Image-grounded pointing data:
=====
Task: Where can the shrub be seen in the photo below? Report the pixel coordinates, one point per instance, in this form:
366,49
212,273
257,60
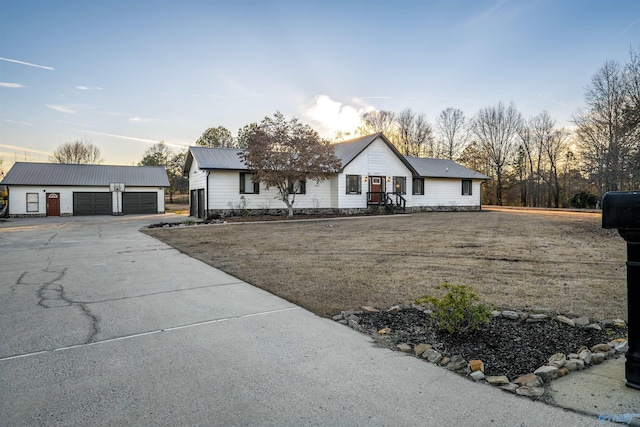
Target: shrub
458,311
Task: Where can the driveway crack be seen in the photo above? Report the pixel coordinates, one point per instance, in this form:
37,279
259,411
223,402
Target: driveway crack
51,294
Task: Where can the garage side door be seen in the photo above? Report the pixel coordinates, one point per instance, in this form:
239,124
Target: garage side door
91,203
141,202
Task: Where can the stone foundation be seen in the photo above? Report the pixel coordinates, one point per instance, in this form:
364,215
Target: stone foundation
226,213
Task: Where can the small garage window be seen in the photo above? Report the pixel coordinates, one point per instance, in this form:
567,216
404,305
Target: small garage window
467,187
32,202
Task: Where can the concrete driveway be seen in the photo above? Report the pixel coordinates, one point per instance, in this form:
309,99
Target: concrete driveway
103,325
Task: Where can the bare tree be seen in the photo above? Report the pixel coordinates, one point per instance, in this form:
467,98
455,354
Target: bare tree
77,152
605,138
452,135
219,137
414,134
555,147
495,128
286,154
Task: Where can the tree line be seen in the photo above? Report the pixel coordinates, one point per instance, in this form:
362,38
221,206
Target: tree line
531,161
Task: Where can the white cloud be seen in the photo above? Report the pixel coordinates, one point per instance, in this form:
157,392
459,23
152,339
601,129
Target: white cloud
142,120
61,109
18,123
24,149
27,63
132,138
328,116
80,87
11,85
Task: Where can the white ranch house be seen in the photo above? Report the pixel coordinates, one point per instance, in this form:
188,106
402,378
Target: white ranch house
374,175
52,189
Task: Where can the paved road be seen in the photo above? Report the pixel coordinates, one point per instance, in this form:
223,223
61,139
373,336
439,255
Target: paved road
103,325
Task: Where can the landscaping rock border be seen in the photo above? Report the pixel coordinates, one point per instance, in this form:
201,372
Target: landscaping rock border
531,384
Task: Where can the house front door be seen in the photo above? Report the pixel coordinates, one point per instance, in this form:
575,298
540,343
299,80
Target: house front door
53,204
375,188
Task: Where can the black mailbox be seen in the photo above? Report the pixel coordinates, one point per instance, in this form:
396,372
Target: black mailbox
621,210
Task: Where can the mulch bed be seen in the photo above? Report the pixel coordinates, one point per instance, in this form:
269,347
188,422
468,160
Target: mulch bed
507,347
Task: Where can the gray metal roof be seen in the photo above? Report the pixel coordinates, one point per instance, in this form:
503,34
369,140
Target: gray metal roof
229,159
442,168
349,150
23,173
215,158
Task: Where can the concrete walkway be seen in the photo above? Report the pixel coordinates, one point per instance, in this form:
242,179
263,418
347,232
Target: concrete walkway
103,325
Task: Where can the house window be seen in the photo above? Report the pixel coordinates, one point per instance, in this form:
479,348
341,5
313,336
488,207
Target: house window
418,186
400,184
466,187
247,186
302,187
32,202
353,184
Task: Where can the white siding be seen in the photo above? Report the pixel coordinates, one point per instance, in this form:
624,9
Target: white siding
376,160
18,198
447,193
197,177
224,193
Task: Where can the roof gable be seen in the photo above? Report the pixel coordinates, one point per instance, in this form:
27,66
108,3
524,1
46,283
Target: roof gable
442,168
214,158
26,173
349,150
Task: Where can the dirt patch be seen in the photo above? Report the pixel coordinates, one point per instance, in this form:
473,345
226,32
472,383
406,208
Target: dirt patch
525,260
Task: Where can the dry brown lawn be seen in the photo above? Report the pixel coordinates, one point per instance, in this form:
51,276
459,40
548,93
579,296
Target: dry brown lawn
561,262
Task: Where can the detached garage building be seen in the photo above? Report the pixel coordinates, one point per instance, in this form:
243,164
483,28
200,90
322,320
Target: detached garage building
52,189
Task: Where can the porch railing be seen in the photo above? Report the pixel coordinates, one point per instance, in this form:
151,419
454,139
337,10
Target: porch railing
391,201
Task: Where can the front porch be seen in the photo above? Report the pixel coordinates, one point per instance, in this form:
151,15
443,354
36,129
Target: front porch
392,202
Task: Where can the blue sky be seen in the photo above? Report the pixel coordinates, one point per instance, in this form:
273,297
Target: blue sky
126,74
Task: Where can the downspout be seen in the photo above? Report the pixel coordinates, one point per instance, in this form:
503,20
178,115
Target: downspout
206,196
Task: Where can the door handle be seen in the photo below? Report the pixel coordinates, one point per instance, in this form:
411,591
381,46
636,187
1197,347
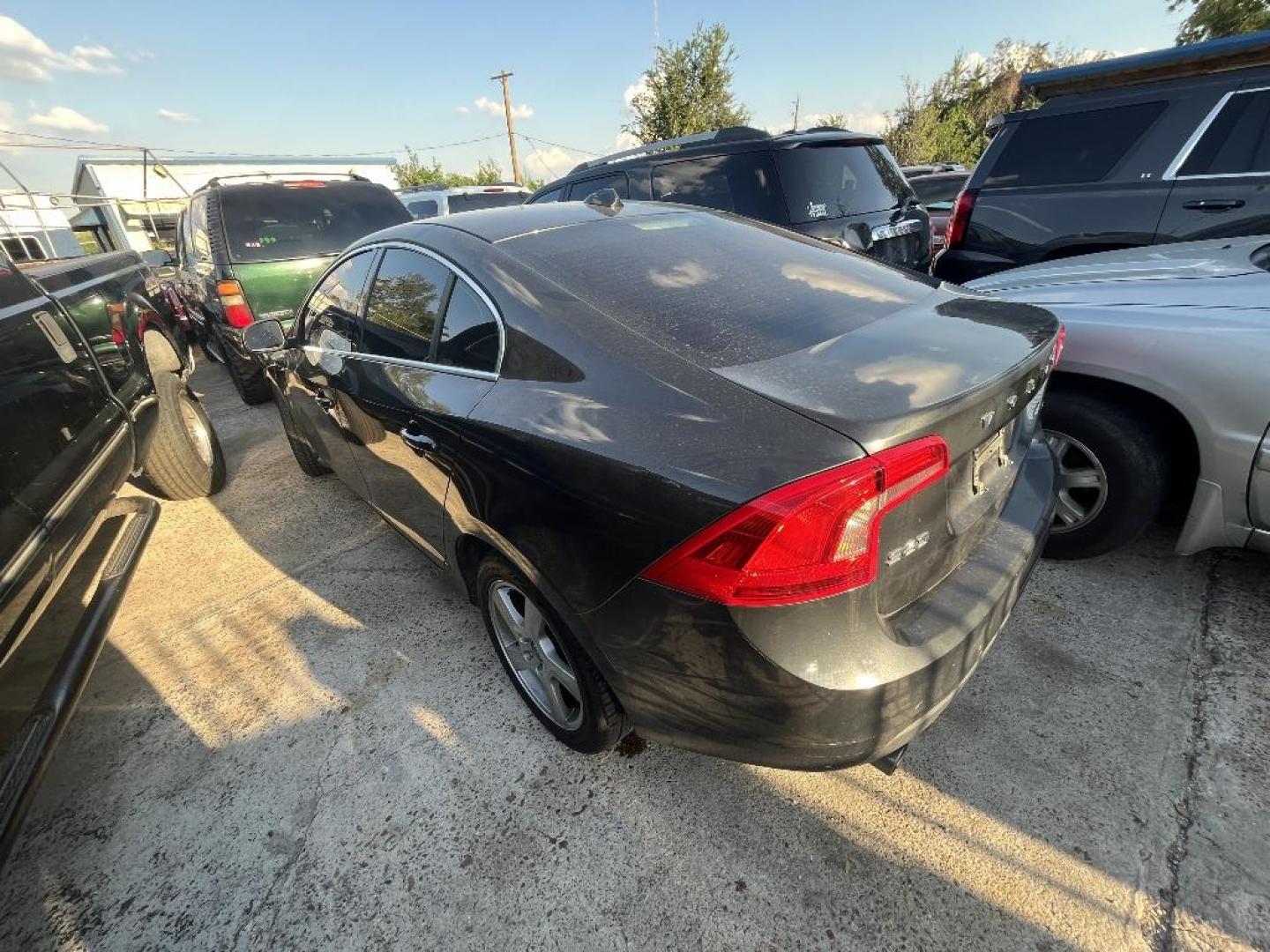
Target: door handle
418,442
1213,205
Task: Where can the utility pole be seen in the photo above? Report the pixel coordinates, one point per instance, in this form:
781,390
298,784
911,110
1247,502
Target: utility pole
511,131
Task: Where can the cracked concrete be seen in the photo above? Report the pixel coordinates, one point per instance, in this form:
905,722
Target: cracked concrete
299,738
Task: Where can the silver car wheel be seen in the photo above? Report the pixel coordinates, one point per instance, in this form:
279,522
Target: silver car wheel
531,651
1082,482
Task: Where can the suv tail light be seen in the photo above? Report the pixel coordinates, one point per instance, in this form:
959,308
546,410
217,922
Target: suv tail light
811,539
238,312
960,219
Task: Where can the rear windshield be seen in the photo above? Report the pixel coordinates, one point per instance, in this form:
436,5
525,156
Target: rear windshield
831,182
471,201
273,222
718,291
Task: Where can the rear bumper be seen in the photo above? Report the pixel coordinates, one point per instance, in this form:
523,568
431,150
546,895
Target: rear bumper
826,684
122,533
959,267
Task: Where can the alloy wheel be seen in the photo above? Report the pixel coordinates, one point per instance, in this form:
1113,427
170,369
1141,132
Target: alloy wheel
534,657
1082,482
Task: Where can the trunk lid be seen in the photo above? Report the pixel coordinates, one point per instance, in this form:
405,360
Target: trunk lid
957,366
274,290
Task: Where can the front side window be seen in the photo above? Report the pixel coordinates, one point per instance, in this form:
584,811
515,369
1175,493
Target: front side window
404,302
579,190
331,314
1237,141
1071,149
469,335
743,183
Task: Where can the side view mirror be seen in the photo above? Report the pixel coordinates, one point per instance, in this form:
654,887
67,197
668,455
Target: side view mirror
265,337
159,258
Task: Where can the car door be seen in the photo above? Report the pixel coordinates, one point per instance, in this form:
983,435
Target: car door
429,352
1222,175
322,375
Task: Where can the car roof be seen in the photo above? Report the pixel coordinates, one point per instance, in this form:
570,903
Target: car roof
513,221
738,138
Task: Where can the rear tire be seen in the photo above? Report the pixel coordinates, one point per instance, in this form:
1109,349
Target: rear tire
1096,439
185,458
550,671
310,464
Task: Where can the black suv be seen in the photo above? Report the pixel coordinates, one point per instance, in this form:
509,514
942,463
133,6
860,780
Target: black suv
828,183
1163,146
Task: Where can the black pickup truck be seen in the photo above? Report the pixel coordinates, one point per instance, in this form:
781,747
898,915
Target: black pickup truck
93,391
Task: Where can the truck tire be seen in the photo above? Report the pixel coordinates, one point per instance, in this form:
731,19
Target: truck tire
310,464
185,460
1113,473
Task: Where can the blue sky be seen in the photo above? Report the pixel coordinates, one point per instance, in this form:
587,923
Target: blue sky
370,77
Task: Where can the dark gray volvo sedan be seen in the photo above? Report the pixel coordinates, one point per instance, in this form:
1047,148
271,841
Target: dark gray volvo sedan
741,490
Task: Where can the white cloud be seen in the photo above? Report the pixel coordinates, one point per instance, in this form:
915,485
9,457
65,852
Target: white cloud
490,108
176,115
28,58
65,120
549,163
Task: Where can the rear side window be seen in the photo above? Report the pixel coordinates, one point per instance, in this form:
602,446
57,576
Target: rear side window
1076,147
401,311
274,222
743,183
579,190
1237,141
469,335
471,201
331,314
831,182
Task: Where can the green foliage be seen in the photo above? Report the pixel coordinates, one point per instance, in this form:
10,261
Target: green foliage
1209,19
947,120
415,172
689,89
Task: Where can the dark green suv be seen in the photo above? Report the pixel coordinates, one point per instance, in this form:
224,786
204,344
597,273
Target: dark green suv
251,250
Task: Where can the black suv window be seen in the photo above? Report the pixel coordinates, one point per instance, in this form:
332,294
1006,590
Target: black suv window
401,311
469,335
280,221
1059,150
1236,141
579,190
743,183
831,182
332,310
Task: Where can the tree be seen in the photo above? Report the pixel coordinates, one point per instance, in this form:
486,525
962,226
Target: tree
689,89
1209,19
947,120
415,172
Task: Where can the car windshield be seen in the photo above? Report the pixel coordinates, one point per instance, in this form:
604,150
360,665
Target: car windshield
471,201
831,182
274,221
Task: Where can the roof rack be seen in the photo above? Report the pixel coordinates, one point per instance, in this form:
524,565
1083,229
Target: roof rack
732,133
1175,63
283,175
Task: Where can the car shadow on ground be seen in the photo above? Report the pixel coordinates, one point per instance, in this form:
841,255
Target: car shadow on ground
302,738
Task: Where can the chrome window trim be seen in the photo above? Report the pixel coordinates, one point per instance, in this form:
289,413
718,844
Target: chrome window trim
403,362
378,248
1189,146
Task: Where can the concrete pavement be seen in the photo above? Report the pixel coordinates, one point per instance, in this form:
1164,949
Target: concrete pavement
300,738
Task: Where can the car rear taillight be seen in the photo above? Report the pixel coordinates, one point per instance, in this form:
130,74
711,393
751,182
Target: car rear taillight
811,539
234,303
960,219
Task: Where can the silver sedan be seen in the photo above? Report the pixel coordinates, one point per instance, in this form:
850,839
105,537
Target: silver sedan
1162,392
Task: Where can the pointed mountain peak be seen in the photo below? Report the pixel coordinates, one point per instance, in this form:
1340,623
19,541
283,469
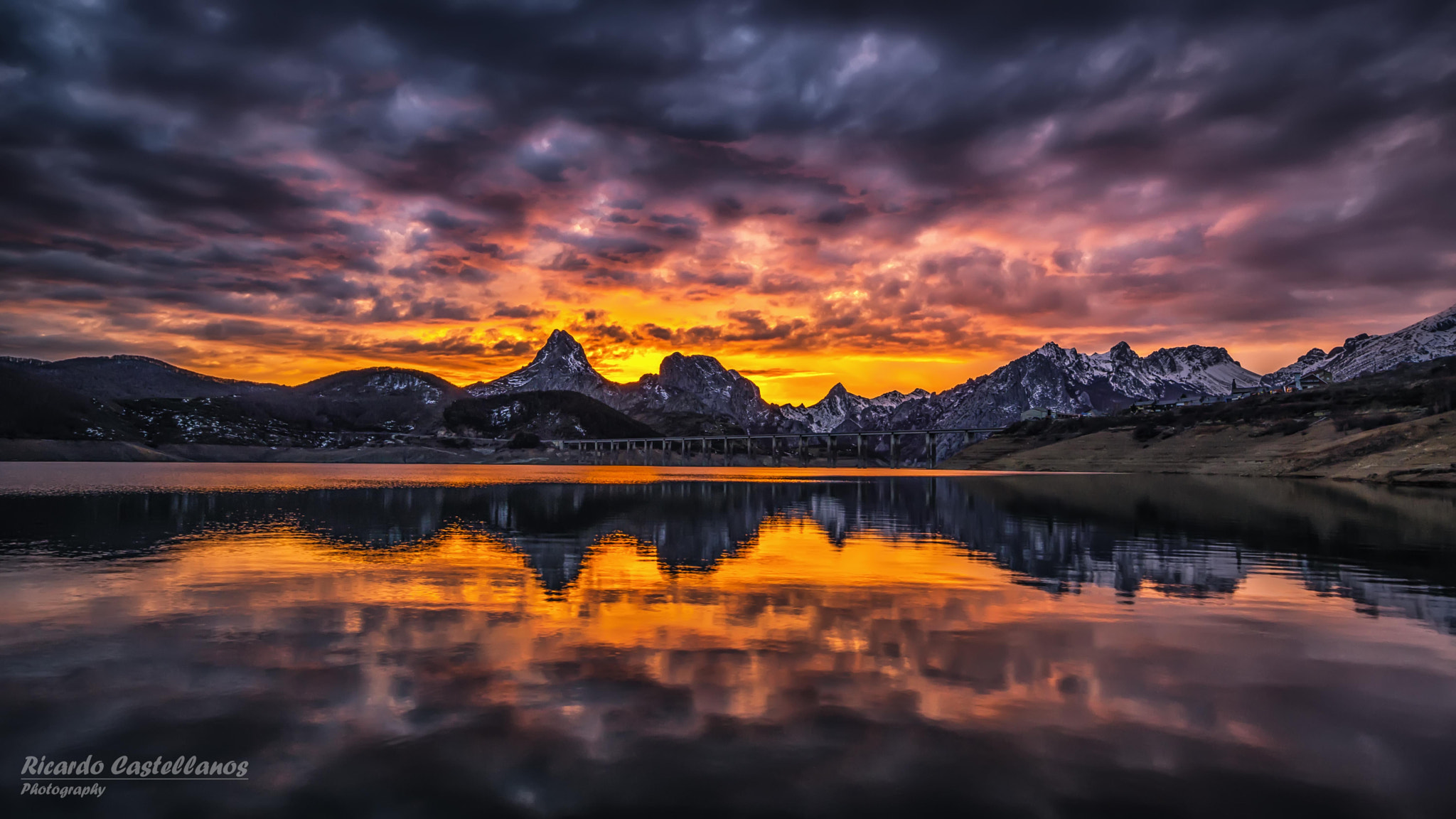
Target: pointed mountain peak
561,344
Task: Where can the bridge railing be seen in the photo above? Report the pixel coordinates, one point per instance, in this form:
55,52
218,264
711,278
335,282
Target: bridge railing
707,445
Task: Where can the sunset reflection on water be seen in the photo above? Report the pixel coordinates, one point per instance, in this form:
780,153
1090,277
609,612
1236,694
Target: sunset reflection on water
819,648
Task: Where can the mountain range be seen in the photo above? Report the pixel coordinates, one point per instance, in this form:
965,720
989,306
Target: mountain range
687,395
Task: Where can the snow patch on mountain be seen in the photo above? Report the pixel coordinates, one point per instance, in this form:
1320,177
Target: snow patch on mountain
1432,337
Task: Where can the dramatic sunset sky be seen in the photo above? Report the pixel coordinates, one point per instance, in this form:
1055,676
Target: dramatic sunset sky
886,194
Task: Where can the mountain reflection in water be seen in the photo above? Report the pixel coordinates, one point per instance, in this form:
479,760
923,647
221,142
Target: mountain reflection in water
1019,646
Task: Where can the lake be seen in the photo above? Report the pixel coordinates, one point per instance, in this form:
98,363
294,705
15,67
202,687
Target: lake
640,641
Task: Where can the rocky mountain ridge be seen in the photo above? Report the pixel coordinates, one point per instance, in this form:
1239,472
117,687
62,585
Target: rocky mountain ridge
698,395
1432,337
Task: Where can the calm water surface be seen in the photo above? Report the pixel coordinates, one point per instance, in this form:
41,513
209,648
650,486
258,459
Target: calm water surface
633,641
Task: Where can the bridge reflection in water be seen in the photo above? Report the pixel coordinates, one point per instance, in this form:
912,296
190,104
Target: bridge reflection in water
819,646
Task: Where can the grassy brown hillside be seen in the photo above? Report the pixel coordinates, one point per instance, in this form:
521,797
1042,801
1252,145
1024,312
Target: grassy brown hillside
1397,426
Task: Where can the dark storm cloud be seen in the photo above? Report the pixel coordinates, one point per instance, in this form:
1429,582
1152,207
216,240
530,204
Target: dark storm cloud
355,161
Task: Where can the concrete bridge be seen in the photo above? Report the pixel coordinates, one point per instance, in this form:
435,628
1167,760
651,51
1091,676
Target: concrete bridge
798,445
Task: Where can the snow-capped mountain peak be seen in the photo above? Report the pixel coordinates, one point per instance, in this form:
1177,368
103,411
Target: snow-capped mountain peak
561,363
1432,337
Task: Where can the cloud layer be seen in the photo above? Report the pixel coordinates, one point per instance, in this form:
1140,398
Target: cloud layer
277,190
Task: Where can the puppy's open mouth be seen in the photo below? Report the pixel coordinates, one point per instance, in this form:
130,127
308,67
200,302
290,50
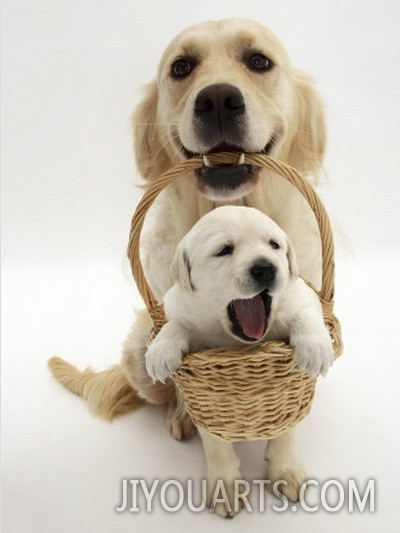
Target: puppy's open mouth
249,317
225,180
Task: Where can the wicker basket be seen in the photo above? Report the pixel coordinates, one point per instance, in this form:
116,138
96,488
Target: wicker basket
245,392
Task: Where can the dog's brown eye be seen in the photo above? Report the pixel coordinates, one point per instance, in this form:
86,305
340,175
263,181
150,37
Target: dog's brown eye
182,67
259,62
226,250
=====
*About this exercise*: Give the lines again exactly, starting where the entries begin and stopping once the line with "Task: Where can the bare" is included; pictures are not copied.

*Solution to the exercise*:
Task: Where can the shrub be seen in the photo below? Report the pixel coordinates, one point per instance, in this form:
366,49
212,273
257,60
Target: shrub
458,311
Task: Where can the driveway crack be seen in the photo above? Report the pixel coordinates, one point per instance, in this form:
37,279
259,411
223,402
Target: driveway crack
51,294
Task: Where can the garage side door be seen in the photo above? Report the pixel coordinates, one point per instance, in this form:
239,124
Target: garage side door
91,203
141,202
Task: Where can the stone foundation be seen in the photo above? Report the pixel coordinates, one point per instance, in this form:
364,215
Target: stone foundation
226,213
Task: Where can the small garage window be seen in the photo above? Report the pixel coordinates, one point per instance, in this form:
567,216
404,305
Target: small garage window
467,187
32,202
Task: Where can the concrete driveway be seen in the photo above? Report the pixel coordinates, one point per instance, in this form:
309,99
Target: concrete driveway
103,325
Task: Where can the bare tree be seen in the photo above? Report the pixel coordinates, one point per instance, in this form:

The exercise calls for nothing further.